======== EXERCISE DATA ========
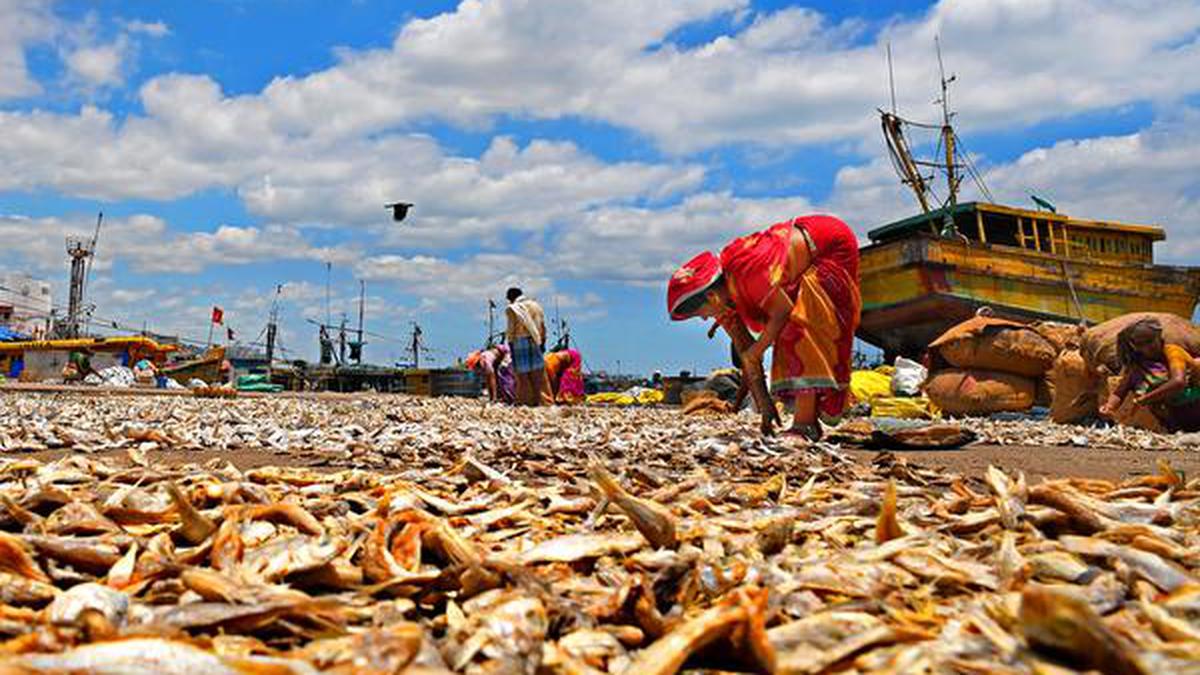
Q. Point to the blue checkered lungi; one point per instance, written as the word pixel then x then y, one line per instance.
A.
pixel 527 356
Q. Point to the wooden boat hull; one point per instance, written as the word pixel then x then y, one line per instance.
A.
pixel 207 368
pixel 917 287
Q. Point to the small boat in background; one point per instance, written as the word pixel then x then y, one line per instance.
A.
pixel 207 368
pixel 36 360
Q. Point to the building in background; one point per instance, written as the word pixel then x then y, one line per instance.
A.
pixel 25 304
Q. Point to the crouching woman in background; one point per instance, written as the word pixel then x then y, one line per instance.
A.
pixel 1161 376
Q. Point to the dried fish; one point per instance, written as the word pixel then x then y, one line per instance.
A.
pixel 432 541
pixel 653 520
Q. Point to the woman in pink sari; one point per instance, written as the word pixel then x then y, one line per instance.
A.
pixel 564 370
pixel 796 285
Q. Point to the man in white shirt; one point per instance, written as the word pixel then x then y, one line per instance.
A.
pixel 526 335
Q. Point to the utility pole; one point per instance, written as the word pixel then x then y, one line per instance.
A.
pixel 329 268
pixel 341 341
pixel 273 326
pixel 417 345
pixel 491 322
pixel 79 252
pixel 358 350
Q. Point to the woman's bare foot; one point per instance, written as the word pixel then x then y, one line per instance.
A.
pixel 810 432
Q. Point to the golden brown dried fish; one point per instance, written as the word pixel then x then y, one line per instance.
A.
pixel 15 557
pixel 739 616
pixel 195 526
pixel 887 527
pixel 652 519
pixel 1066 625
pixel 571 548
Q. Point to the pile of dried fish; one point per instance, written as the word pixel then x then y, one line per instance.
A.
pixel 570 542
pixel 1048 434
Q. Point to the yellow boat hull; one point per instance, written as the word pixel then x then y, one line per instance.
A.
pixel 917 287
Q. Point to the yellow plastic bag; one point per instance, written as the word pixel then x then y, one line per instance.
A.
pixel 648 396
pixel 869 384
pixel 918 407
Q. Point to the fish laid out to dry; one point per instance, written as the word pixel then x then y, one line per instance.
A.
pixel 453 537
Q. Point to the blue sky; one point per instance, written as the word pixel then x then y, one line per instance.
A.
pixel 577 149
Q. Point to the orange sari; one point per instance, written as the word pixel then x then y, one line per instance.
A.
pixel 813 352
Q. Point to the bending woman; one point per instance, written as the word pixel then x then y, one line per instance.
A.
pixel 796 285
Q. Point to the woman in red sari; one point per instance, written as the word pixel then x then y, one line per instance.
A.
pixel 796 286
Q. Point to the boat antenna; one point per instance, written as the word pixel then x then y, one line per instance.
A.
pixel 892 81
pixel 947 130
pixel 899 149
pixel 952 181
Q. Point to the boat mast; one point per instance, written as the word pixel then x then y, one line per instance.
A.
pixel 952 181
pixel 898 147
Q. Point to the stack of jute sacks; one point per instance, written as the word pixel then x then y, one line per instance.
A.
pixel 1083 377
pixel 987 365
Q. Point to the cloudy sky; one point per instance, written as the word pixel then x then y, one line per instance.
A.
pixel 580 149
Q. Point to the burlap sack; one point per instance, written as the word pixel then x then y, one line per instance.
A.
pixel 979 392
pixel 1062 335
pixel 995 344
pixel 1075 390
pixel 1099 345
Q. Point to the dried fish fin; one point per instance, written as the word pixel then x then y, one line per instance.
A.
pixel 195 526
pixel 16 559
pixel 121 573
pixel 736 611
pixel 1009 496
pixel 652 519
pixel 1173 478
pixel 1011 563
pixel 887 527
pixel 1063 622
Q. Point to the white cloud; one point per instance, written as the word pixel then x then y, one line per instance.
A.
pixel 149 246
pixel 97 65
pixel 471 280
pixel 153 29
pixel 331 147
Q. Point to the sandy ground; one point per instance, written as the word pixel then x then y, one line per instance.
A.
pixel 1036 463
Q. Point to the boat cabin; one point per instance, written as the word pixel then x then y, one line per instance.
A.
pixel 1043 232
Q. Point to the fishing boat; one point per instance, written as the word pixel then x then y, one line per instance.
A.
pixel 207 368
pixel 36 360
pixel 925 273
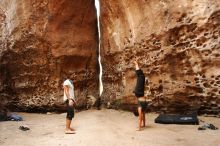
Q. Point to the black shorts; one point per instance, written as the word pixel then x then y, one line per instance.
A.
pixel 139 95
pixel 143 105
pixel 70 110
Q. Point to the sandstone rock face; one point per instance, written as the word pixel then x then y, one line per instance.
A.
pixel 178 45
pixel 43 42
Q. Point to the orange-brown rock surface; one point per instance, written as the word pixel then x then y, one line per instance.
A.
pixel 43 42
pixel 178 45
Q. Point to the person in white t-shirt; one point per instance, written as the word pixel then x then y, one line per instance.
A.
pixel 69 99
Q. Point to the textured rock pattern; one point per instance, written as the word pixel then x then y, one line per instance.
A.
pixel 42 42
pixel 178 45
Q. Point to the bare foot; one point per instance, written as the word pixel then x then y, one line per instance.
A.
pixel 69 131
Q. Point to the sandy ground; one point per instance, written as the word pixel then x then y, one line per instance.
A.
pixel 104 128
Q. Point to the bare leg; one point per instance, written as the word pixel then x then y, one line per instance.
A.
pixel 68 123
pixel 69 130
pixel 143 119
pixel 140 117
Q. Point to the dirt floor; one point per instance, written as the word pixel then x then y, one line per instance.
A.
pixel 104 128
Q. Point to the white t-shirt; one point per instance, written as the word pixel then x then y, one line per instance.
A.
pixel 71 90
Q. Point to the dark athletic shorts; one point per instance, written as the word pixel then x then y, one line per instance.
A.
pixel 143 105
pixel 139 95
pixel 70 110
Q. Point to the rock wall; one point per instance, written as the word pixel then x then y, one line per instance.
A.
pixel 43 42
pixel 178 46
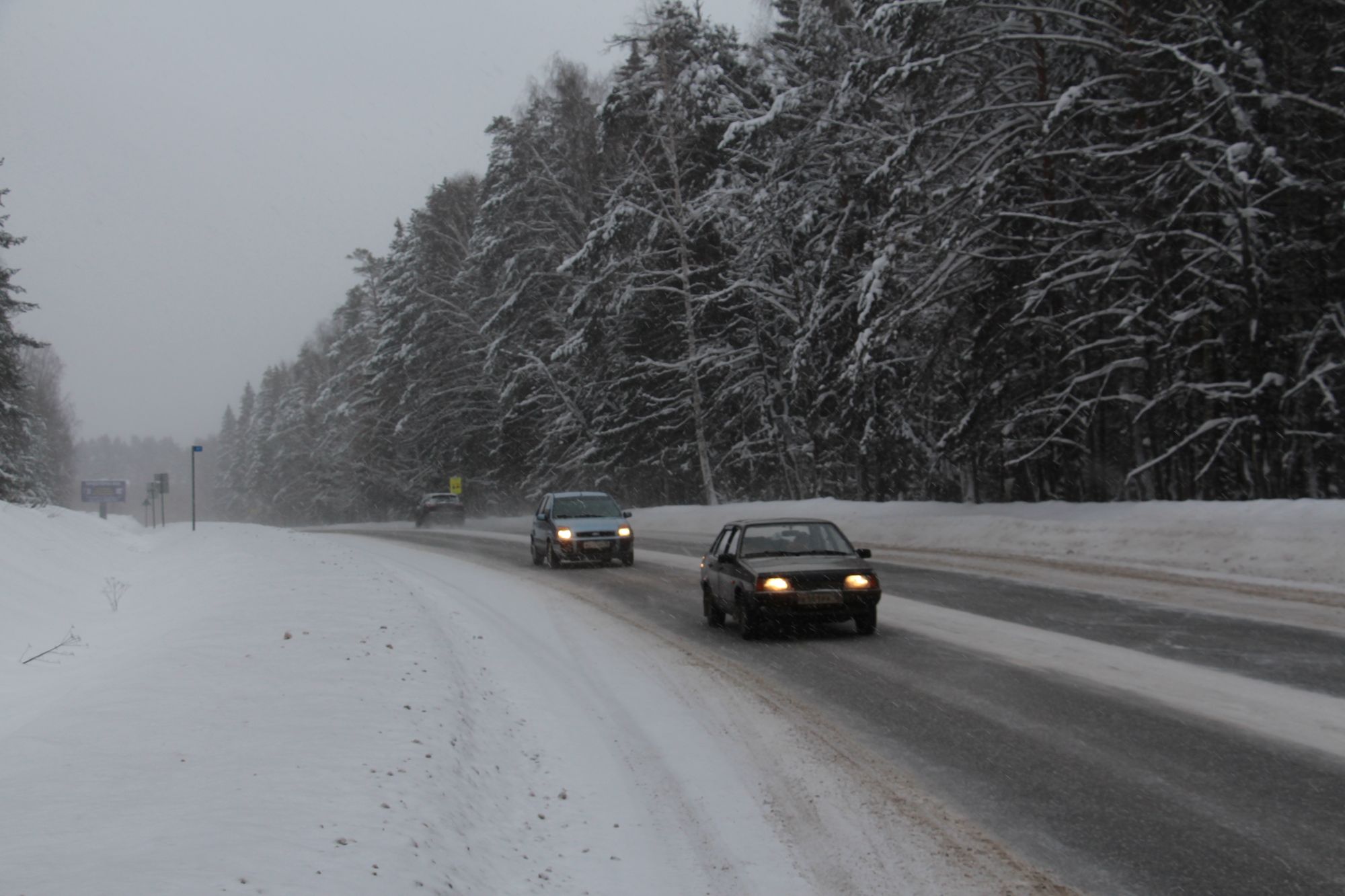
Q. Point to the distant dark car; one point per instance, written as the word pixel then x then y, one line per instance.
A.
pixel 762 569
pixel 582 526
pixel 440 507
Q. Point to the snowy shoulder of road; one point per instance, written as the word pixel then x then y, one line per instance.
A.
pixel 248 709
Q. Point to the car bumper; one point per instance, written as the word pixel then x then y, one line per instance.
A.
pixel 835 606
pixel 598 548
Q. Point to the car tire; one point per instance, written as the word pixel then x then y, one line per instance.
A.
pixel 714 615
pixel 750 622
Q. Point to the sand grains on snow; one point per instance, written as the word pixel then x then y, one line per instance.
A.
pixel 426 725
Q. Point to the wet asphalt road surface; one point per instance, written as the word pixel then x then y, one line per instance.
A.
pixel 1106 791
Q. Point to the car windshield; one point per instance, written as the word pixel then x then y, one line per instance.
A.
pixel 794 538
pixel 579 506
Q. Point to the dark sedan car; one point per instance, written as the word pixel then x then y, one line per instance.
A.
pixel 762 569
pixel 440 507
pixel 582 526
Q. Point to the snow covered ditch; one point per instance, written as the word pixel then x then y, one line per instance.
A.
pixel 275 712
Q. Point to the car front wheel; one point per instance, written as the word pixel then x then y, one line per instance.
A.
pixel 714 615
pixel 750 622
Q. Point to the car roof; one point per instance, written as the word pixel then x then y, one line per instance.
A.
pixel 777 521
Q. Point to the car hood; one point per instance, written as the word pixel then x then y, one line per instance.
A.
pixel 591 524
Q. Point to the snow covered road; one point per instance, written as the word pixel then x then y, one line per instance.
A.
pixel 284 713
pixel 1126 745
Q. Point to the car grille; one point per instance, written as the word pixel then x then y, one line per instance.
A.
pixel 818 581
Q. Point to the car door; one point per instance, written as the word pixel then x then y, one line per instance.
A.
pixel 541 521
pixel 712 560
pixel 726 572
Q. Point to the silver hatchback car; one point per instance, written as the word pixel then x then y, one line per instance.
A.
pixel 582 526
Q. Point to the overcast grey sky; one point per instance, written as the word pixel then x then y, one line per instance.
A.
pixel 192 175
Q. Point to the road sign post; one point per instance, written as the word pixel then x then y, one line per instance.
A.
pixel 103 491
pixel 162 482
pixel 194 451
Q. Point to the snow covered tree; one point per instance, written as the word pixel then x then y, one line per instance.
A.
pixel 21 446
pixel 540 193
pixel 652 276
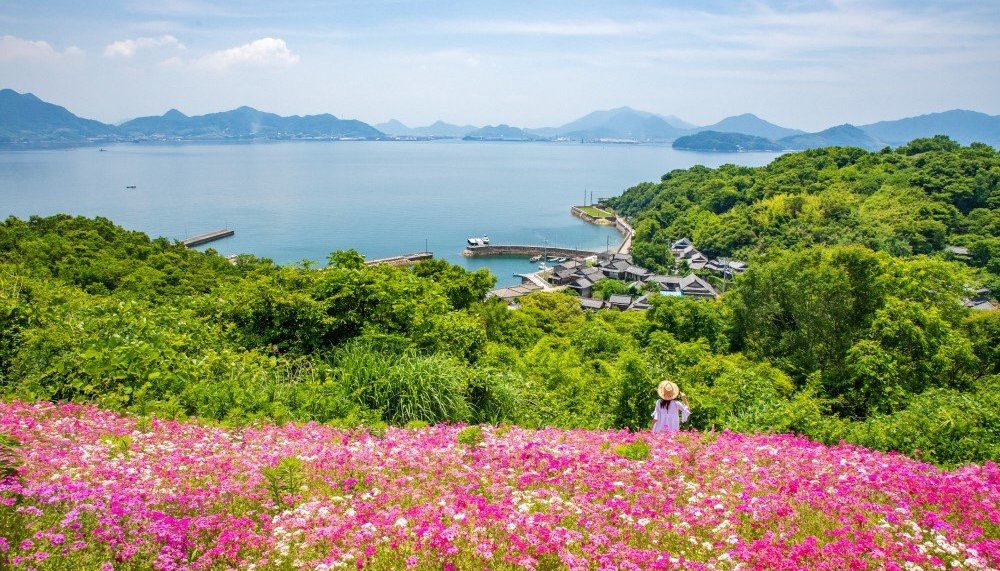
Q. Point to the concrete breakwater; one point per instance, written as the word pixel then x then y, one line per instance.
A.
pixel 208 237
pixel 526 250
pixel 402 260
========
WORK REQUEST —
Considering only the data above, return the lines in which "orange" occurs.

RESULT OF THIS TASK —
Q. Point to the orange sari; one point per instance, written as the word pixel then x then y, one line per instance.
Q. Point to the orange-brown rock surface; one point per instance, written as the word pixel then x then y, one line per instance.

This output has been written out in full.